### Written instruction
List each line of the items below that contains the word "shirt".

═════ Entries provided

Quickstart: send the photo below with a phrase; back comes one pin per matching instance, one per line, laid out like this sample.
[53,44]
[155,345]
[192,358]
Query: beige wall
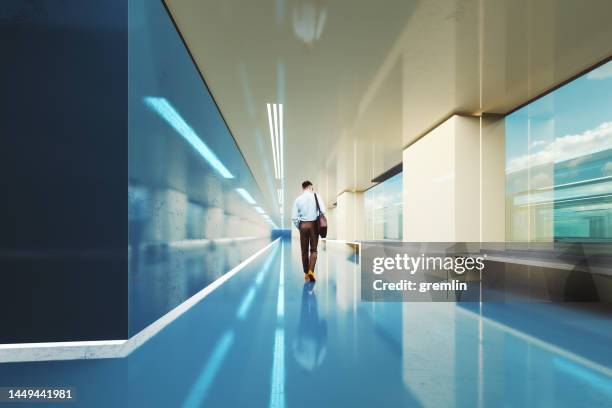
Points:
[452,192]
[349,216]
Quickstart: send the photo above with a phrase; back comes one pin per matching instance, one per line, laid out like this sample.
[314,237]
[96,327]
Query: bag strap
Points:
[317,202]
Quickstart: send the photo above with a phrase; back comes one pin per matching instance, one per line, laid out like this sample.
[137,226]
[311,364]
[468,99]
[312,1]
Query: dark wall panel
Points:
[63,170]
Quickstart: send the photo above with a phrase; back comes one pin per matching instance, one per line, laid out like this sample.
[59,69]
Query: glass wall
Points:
[195,210]
[559,163]
[383,208]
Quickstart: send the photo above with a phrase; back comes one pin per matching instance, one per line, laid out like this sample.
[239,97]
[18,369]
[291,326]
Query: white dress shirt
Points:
[305,208]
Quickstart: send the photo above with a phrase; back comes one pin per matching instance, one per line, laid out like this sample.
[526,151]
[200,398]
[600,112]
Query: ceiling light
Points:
[272,140]
[170,115]
[275,122]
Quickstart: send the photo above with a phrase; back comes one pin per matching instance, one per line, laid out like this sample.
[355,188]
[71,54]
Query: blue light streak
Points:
[164,109]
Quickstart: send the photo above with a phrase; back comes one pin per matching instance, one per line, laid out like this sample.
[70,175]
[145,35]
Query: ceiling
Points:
[360,79]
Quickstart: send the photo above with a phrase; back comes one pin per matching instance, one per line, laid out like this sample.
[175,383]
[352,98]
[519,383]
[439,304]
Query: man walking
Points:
[306,210]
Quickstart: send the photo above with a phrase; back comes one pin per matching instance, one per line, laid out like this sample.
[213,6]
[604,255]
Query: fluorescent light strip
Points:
[275,111]
[170,115]
[247,197]
[282,154]
[272,140]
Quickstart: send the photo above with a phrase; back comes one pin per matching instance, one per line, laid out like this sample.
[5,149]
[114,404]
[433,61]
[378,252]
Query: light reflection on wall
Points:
[195,210]
[383,208]
[559,163]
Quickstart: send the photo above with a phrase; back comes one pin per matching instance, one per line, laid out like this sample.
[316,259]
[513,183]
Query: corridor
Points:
[265,338]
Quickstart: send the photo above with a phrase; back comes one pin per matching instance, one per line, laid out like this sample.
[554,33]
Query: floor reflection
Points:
[324,347]
[309,347]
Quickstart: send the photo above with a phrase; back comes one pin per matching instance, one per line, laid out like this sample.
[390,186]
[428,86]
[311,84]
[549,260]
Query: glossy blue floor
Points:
[267,339]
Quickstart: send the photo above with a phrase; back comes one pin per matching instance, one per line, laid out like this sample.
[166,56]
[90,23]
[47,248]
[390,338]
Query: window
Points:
[559,163]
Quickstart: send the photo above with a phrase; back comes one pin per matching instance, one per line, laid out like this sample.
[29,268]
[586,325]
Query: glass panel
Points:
[559,163]
[383,204]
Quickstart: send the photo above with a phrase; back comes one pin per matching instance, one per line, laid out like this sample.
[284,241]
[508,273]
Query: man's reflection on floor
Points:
[310,348]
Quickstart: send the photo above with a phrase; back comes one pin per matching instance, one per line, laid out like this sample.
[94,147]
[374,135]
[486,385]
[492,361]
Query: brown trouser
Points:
[309,240]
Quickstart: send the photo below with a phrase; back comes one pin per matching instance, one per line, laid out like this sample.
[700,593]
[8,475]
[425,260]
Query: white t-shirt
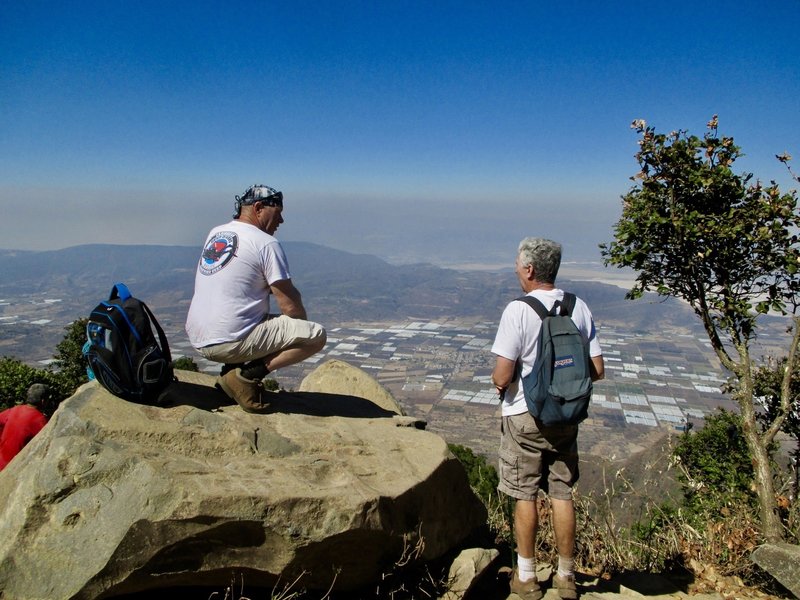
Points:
[232,284]
[518,334]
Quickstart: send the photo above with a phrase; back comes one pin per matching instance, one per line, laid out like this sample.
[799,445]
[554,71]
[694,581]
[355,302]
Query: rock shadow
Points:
[321,404]
[184,393]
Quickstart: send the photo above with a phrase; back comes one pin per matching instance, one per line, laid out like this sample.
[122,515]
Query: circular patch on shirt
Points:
[218,252]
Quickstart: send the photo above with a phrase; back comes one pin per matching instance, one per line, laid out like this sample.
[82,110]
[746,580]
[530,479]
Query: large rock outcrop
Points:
[114,498]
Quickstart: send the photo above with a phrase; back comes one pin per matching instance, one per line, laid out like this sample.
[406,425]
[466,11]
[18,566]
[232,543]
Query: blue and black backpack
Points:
[559,388]
[124,354]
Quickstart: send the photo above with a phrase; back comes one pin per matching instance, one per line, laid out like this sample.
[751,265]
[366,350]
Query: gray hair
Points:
[544,255]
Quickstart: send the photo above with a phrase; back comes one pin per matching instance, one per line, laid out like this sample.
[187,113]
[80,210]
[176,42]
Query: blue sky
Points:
[413,130]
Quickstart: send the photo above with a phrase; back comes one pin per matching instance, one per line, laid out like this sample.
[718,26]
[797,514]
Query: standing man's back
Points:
[242,264]
[532,456]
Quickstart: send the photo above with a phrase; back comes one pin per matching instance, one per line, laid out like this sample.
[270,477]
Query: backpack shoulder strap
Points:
[121,291]
[536,305]
[567,304]
[162,337]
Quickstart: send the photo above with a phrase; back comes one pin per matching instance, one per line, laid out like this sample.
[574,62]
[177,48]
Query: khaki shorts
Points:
[533,458]
[273,334]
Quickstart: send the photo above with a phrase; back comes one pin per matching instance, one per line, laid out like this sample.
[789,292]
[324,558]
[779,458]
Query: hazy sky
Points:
[445,130]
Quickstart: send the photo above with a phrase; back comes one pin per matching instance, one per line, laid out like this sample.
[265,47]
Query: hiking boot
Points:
[527,590]
[565,586]
[246,392]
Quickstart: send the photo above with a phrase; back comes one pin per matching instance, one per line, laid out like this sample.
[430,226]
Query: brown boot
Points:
[527,590]
[248,393]
[566,587]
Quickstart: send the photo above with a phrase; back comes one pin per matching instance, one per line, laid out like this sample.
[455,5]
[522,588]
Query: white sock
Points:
[526,568]
[566,567]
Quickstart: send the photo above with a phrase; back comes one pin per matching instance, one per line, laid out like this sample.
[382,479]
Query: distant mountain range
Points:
[338,287]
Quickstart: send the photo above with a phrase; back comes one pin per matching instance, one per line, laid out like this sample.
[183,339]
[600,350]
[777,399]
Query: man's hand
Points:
[288,298]
[503,374]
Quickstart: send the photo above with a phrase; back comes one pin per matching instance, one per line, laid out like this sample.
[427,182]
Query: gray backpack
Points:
[559,387]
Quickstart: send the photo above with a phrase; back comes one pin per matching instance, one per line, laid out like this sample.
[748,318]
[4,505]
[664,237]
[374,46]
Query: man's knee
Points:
[319,340]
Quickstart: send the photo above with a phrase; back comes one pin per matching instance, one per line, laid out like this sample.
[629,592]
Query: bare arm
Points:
[503,373]
[288,298]
[598,369]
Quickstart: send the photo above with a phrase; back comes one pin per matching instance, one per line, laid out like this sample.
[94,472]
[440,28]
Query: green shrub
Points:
[185,363]
[715,468]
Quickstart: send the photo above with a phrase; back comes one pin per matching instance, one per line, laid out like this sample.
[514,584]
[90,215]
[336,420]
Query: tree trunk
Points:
[762,472]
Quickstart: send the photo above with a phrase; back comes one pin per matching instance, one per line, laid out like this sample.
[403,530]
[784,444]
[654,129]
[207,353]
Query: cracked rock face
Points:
[115,498]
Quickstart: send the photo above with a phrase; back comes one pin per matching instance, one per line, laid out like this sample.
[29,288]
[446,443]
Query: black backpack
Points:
[124,355]
[559,388]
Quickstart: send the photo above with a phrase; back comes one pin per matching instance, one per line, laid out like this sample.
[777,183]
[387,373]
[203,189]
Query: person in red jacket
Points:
[19,424]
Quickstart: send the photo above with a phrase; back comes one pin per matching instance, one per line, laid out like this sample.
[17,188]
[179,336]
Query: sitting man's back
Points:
[20,424]
[241,266]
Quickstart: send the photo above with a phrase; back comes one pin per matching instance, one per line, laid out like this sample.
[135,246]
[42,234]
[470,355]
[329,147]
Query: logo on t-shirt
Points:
[219,251]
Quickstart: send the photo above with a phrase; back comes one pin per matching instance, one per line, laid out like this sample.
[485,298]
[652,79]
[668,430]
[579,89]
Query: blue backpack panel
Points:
[124,354]
[559,388]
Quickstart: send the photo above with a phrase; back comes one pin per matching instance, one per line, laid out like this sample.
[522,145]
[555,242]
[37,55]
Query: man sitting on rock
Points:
[20,424]
[241,266]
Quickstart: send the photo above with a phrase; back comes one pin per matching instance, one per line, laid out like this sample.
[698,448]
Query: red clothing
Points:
[18,426]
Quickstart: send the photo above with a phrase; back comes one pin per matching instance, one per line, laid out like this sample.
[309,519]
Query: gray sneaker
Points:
[248,393]
[527,590]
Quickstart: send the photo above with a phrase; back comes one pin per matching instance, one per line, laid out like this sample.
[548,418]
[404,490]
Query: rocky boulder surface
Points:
[116,498]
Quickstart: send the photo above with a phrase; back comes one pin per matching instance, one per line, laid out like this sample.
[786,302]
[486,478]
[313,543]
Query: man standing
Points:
[241,266]
[532,456]
[20,424]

══════════

### Correct result
Query: white dress shirt
Query: white t-shirt
Query: circular patch on shirt
Query: logo on t-shirt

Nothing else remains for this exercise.